__PAGE EXCERPT__.
____

Connect Apache NiFi to Hologres

更新时间:
复制 MD 格式

This document provides an example of how to connect Apache NiFi to Hologres.

Background

Apache NiFi is an easy-to-use and reliable system for data processing and distribution. It is designed to automate the flow of data between systems. Apache NiFi provides a highly interactive and user-friendly web interface for managing and processing data streams between or within systems.

Prerequisites

Write a local JSON file to Hologres

The following workflow writes data from a local JSON file to Hologres.

  1. GetFile: Reads a JSON file.

  2. ConvertJSONToSQL: Converts the elements in the JSON file into a SQL INSERT statement.

  3. PutSQL: Executes the SQL statement from the previous processor to insert data into the database.

  1. Create a database and a table

    1. Log on to your Hologres instance and create a database named demo. For more information, see Create a database.

    2. Create a table.

      Run the following SQL statement to create the destination table.

      DROP TABLE IF EXISTS user_info;
      CREATE TABLE IF NOT EXISTS user_info (
          id int,
          first_name text,
          last_name text,
          email text
      );
  2. Configure the GetFile processor

    1. Add a GetFile processor.

      For more information, see Adding a Processor.

    2. Specify the path to the JSON file.

____

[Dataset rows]
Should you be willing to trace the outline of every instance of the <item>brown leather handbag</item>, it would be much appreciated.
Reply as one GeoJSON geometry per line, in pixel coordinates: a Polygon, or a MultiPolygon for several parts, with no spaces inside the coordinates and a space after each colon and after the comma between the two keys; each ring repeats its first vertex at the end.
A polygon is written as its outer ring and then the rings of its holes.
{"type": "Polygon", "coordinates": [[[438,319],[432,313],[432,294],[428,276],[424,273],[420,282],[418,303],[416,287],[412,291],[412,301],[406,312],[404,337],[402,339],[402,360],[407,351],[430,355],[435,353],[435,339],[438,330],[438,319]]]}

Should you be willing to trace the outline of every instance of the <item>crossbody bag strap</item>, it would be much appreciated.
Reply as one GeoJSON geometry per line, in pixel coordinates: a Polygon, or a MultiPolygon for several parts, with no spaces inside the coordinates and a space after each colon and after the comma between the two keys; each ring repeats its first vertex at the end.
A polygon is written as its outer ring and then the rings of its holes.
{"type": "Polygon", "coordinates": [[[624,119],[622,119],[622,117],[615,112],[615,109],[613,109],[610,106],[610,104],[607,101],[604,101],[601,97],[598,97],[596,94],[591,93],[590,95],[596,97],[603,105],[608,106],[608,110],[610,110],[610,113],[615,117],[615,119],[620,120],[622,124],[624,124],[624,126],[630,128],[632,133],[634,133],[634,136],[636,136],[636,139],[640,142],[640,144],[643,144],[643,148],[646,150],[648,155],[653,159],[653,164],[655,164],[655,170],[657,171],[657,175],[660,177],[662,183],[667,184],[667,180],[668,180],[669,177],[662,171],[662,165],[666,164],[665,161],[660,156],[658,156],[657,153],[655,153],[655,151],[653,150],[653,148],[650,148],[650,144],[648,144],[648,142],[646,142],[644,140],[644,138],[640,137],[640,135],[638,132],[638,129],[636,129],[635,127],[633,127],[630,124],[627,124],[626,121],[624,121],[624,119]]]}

____

__TASK A__. Reproduce the part of the NiFi-to-Hologres guide starting with "The following workflow" and going on through "into the database.".
__TASK B__. Pick up the NiFi-to-Hologres guide after its last step and write what comes next.
The records have nothing to do with what comes next.

__REPLY A__.
The following workflow writes data from a local JSON file to Hologres.

  1. GetFile: Reads a JSON file.

  2. ConvertJSONToSQL: Converts the elements in the JSON file into a SQL INSERT statement.

  3. PutSQL: Executes the SQL statement from the previous processor to insert data into the database.

__REPLY B__.
      On the PROPERTIES tab, enter the storage path of your JSON file in the Input Directory field. This example uses a JSON file named user_info.json, stored in the /opt/nifi/nifi-current/file_source directory on the Apache NiFi server. The file contains the following data:

      {
          "id": 1,
          "first_name": "Sig",
          "last_name": "Olivo",
          "email": "solivo0@blinklist.com"
      }

      The following is an example configuration. Keep other properties at their default values: File Filter is [^\.].*, Keep Source File is false (deletes the source file after reading), Batch Size is 10, Recurse Subdirectories is true, and Polling Interval is 0 sec.

    3. Click Apply to save the configuration.

  3. Configure the ConvertJSONToSQL processor

    1. Add a ConvertJSONToSQL processor.

    2. For the JDBC Connection Pool property, create a new service. Set Compatible Controller Services to DBCPConnectionPool and the Controller Service Name to hologres.

    3. Click the Go To arrow (→) on the far right of the JDBC Connection Pool row to configure the connection string.

    4. Find the DBCPConnectionPool you just created and click its settings icon.

      On the CONTROLLER SERVICES tab, find the DBCPConnectionPool service named hologres and click the settings icon (a gear) on the right.

    5. On the PROPERTIES tab of the settings page, configure the following parameters.

      Parameter

      Description

      Description

      Database Connection URL

      The JDBC connection string for the Hologres instance. The format is jdbc:postgresql://<endpoint>/<database name>. Example: jdbc:postgresql://hgpostcn-cn-xxxxxxxxxxx-cn-shanghai.hologres.aliyuncs.com:80/demo.

      The endpoint must be a public or Virtual Private Cloud (VPC) endpoint. To get the endpoint, go to the instance details page in the Hologres console.

      Database Driver Class Name

      org.postgresql.Driver

      N/A

      Database Driver Location(s)

      The path where the PostgreSQL JDBC driver is stored. Example: /opt/nifi/nifi-current/jdbc_driver/postgresql-42.3.4.jar.

      You can download the JDBC driver from the official PostgreSQL website. We recommend using JDBC driver version 42.2.25 or later.

      Database User

      The AccessKey ID of your Alibaba Cloud account.

      To get your AccessKey ID, go to AccessKey Management.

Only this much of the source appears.